• SET PROBLEM:
Output all of the data below verbatim, from beginning to end.

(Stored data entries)

**********

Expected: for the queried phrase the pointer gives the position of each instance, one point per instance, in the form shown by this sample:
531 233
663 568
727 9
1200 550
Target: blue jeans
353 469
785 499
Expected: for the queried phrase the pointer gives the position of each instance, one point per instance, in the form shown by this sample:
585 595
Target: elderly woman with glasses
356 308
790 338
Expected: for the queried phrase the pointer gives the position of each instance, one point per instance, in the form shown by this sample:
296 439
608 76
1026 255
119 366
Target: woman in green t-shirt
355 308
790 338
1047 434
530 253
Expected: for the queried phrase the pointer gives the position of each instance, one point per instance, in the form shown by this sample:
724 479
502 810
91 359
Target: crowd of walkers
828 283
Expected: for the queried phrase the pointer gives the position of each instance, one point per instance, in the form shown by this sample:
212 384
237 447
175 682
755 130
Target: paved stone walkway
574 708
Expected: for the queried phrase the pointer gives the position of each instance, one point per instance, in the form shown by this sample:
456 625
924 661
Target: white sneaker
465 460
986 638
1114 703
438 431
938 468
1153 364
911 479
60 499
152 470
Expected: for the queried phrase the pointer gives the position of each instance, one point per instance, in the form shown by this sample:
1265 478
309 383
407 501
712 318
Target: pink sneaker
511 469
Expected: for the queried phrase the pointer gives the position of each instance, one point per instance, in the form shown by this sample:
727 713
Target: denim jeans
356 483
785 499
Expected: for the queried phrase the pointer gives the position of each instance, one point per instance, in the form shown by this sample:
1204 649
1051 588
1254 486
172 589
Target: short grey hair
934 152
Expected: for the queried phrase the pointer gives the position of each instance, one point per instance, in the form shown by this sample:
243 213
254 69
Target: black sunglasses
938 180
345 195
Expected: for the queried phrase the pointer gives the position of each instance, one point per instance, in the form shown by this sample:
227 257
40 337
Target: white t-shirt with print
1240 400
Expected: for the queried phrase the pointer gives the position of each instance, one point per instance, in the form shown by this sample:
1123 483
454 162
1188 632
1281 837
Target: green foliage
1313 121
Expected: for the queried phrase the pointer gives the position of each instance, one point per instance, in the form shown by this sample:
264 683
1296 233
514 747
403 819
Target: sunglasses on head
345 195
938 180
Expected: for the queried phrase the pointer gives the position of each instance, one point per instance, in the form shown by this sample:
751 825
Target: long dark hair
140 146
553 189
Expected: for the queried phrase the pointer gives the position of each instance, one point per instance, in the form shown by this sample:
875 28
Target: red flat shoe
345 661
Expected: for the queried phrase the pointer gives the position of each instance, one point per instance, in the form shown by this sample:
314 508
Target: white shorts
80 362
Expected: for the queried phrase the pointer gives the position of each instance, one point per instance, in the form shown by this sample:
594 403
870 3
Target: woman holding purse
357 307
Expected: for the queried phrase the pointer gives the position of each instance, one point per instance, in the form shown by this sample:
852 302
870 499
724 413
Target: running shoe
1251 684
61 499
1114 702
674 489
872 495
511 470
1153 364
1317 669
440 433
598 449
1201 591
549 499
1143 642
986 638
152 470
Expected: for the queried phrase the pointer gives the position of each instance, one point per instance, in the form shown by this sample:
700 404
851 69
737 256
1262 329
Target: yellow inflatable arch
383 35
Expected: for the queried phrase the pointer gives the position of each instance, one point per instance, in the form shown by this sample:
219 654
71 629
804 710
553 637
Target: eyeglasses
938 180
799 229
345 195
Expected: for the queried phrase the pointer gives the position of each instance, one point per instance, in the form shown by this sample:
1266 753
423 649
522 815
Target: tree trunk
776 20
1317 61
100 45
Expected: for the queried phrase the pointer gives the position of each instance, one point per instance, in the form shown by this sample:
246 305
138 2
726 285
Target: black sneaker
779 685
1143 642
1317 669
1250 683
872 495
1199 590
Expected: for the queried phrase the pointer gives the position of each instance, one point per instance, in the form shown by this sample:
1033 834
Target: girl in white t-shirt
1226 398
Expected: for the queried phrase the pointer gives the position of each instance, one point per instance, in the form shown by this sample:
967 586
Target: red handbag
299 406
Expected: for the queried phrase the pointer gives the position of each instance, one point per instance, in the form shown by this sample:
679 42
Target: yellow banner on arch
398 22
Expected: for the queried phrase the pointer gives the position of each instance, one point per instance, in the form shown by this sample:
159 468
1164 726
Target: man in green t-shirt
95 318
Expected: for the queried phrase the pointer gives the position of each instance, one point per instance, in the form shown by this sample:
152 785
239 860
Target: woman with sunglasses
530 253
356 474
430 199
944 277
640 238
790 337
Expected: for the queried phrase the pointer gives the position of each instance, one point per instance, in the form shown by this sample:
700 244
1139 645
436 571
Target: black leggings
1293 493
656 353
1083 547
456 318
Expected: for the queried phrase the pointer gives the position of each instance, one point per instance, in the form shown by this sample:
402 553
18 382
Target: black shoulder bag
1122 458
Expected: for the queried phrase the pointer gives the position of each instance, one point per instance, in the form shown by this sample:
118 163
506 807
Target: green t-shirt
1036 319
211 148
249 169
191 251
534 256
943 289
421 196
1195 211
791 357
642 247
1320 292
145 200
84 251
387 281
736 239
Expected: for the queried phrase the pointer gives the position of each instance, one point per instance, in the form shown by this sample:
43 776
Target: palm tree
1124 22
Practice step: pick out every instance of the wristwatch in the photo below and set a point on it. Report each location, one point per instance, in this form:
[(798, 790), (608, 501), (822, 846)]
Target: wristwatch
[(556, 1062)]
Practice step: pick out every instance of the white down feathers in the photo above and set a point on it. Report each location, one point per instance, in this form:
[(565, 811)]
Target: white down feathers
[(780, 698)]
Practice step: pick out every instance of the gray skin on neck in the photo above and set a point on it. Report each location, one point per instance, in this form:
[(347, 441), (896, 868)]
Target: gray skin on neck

**********

• RESULT OF THE EXERCISE:
Expected: for the queried phrase the pointer gives the position of each instance, one point per instance, in the form shown by this sample:
531 233
663 568
727 9
1200 550
Target: blue jeans
353 469
785 499
Expected: for the queried phrase the pointer gives the position of each instance, one point per instance, in the form shown by this sample:
585 595
Target: elderly woman with glasses
356 308
790 338
Expected: for the queried phrase the pointer gives the position of each instance, one point per instance, in the form shown by this sample:
296 439
608 76
1026 255
119 366
Target: woman in green t-shirt
355 308
790 338
1047 434
530 253
Expected: for the queried phrase the pointer gives the position of each instance, one point per instance, in the form shown by this sample:
724 479
502 810
91 359
Target: crowd of walkers
828 283
Expected: for the queried phrase the pointer gives the position of each instance, one point per instance, in the form shown by this sample:
212 384
237 447
175 682
755 130
Target: paved stone walkway
574 708
Expected: for the queried phrase the pointer gives the position of each instance, one point per instance, in the form shown by this sample:
456 625
924 661
Target: white sneaker
465 460
986 638
1114 703
438 431
938 468
1153 364
911 479
60 499
152 470
Expected: for the queried phrase the pointer gives the position of each instance, one point per instance, in the form shown by this sample:
1265 478
309 383
407 501
712 318
Target: pink sneaker
511 469
Expected: for the queried phrase the pointer gives the position of each instance, one point per instance, in the form shown by this sample:
727 713
Target: denim jeans
356 483
785 499
Expected: for the queried phrase the pointer gives the position of each instance, one point per instance, in the form shown by this sample:
1204 649
1051 588
1254 486
172 589
Target: short grey hair
934 152
Expected: for the queried phrase the pointer gives the position of each instance, one point per instance, in the form shown by this sample:
243 213
254 69
Target: black sunglasses
938 180
345 195
Expected: for the queried phrase the pointer gives the position of each instance, one point per instance, in the form shown by this sample:
227 257
40 337
Target: white t-shirt with print
1240 400
Expected: for the queried phrase the pointer gives the position of each instance, one point per instance, in the form shown by this sample:
1123 483
454 162
1188 632
1281 837
Target: green foliage
1313 121
Expected: for the queried phrase the pointer gives the position of each instance, one point per instance, in the form shown by this sample:
264 683
1296 233
514 747
403 819
Target: sunglasses on head
345 195
938 180
Expected: for the queried phrase the pointer gives the position of each instance, one point per instance, in the form shown by this sample:
751 825
Target: long dark hair
140 146
553 189
Expected: for the queried phrase the pointer gives the position of each instance, one point per instance, in the form shown by this sample:
875 28
Target: red flat shoe
345 661
Expected: for the queried phrase the pointer gives the position of each instance, one point per instance, in the form shown by this sample:
314 508
Target: white shorts
80 362
Expected: for the queried phrase the pointer gives the position of each instance, one point per instance, in the form shown by this sample:
594 403
870 3
Target: woman holding purse
357 307
Expected: for the queried phrase the pointer gives the position of each instance, one point per instance, in the form shown by this sample:
852 302
870 499
724 413
Target: running shoe
1251 684
61 499
1114 702
674 489
872 495
511 470
1153 364
1317 669
440 433
598 449
1201 591
549 499
1143 642
986 638
152 470
Expected: for the queried phrase the pointer gives the position of each instance, one point per instance, in the form shown by this sample:
700 404
851 69
737 256
1262 329
Target: yellow inflatable arch
383 35
Expected: for the queried phrase the pointer gives the position of each instance, one point per instance, in the form shown by this sample:
219 654
71 629
804 710
553 637
Target: eyeglasses
938 180
799 229
345 195
Expected: for the queried phrase the pointer gives the position of each instance, one point per instance, in the form shown by this sample:
1266 753
423 649
522 815
Target: tree trunk
776 20
1317 61
100 45
Expected: for the queried phrase the pointer gives the position of each instance, one point per instance, in the form shown by this sample:
246 305
138 2
726 285
Target: black sneaker
779 685
1143 642
1317 669
1250 683
872 495
1199 590
Expected: for the queried phrase the pointer gives the position of each instance, one point per instance, in the form shown by this sample:
1033 834
Target: girl in white t-shirt
1226 398
Expected: for the queried phrase the pointer gives the position of each instance, one point per instance, in the form shown by this sample:
967 586
Target: red handbag
299 406
Expected: for the queried phrase the pointer gives the position of each instance, one point per instance, in the form shown by this sample:
679 42
Target: yellow banner on arch
398 22
Expected: for the queried phrase the pointer gives the position of each instance, one point per instance, in the form shown by this sample:
159 468
1164 726
Target: man in green t-shirt
95 318
Expected: for the queried phrase the pointer gives the position of each instance, one point per instance, in the form shown by this sample:
152 785
239 860
Target: woman with sunglasses
530 253
356 474
430 199
944 277
640 238
790 337
Expected: for the queried phrase the pointer gives the position of each instance, one point per instance, in the form shown by this sample:
700 244
1139 645
436 571
Target: black leggings
1293 493
656 353
1083 547
456 318
Expected: for the queried phrase the pointer gives the position of each instance, one point per instance, in the form shown by this sample:
402 553
18 382
Target: black shoulder bag
1122 458
Expected: for the queried phrase the pointer gives the position of each instance, one point per instance, in the form shown by this sample:
118 163
506 807
Target: green t-shirt
1036 319
211 148
249 169
191 251
534 256
943 289
421 196
1195 211
791 357
642 247
1320 292
145 200
84 251
387 281
736 239
Expected: for the queried phrase the pointer gives the position of each instance, one point per instance, in the form shown by this sample:
43 776
Target: palm tree
1124 22
Practice step: pick out every instance of the wristwatch in the photo below and set a point on it. Report each location, one point per instance, in this form:
[(798, 790), (608, 501), (822, 846)]
Target: wristwatch
[(556, 1062)]
Practice step: pick out every instance of the white down feathers in the photo above and set a point on it. Report each location, one point per instance, in this form:
[(565, 811)]
Target: white down feathers
[(780, 698)]
Practice step: pick out every instance of the gray skin on neck in the photo above and set a point on it. Report each location, one point per instance, in this form:
[(347, 441), (896, 868)]
Target: gray skin on neck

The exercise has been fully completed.